▶ _About this exercise_: Write out the data exactly from its first line onward, ending with the line in which "box: [215, 69, 281, 128]" appears.

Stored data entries
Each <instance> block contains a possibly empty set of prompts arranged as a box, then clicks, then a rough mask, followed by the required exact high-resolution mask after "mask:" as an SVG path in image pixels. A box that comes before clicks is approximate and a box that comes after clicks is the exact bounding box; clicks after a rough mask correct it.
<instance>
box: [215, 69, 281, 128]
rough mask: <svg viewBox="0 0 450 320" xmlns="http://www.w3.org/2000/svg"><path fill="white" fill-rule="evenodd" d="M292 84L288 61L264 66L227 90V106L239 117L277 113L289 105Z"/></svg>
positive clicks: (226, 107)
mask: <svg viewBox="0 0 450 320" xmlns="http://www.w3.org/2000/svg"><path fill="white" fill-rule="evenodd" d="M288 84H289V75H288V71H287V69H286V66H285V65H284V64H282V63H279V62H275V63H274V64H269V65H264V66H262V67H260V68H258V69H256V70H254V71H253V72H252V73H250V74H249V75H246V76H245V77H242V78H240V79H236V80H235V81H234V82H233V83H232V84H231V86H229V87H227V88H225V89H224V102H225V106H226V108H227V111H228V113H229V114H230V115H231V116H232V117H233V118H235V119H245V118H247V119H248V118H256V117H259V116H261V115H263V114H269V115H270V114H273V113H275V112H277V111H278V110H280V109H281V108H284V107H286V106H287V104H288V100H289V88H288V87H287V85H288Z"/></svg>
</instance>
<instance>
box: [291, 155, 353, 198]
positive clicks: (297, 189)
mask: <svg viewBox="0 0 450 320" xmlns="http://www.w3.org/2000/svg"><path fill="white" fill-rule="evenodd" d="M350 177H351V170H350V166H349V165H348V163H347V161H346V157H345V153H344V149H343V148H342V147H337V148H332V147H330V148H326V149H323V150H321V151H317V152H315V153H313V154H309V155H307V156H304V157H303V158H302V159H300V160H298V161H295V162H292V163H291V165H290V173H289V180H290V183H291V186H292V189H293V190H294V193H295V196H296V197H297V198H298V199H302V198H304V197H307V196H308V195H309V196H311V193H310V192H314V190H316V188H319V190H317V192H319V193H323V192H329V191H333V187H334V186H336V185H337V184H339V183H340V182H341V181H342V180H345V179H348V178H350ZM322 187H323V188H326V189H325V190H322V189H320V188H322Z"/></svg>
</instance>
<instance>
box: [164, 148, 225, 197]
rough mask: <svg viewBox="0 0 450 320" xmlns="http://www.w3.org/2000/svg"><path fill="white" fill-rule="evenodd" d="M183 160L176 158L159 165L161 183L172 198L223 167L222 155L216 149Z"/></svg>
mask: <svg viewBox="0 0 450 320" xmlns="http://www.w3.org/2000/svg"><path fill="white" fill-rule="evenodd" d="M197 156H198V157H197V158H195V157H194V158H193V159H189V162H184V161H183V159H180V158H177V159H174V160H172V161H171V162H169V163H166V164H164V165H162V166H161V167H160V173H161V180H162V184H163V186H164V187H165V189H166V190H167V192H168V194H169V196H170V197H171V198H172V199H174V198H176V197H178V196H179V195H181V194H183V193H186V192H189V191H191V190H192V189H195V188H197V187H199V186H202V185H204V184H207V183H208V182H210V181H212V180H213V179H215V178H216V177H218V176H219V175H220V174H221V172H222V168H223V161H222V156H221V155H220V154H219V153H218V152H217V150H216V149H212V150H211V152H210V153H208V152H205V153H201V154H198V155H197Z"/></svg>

▶ _Result below_:
Each <instance> block contains a possibly empty set of prompts arranged as a box, then clicks, then a rough mask, followed by the required exact high-resolution mask after "mask:" as an SVG path in image pixels. A box that comes before clicks is approximate and a box that comes after clicks is the exact bounding box; clicks after a rough mask correct it.
<instance>
box: [215, 69, 281, 128]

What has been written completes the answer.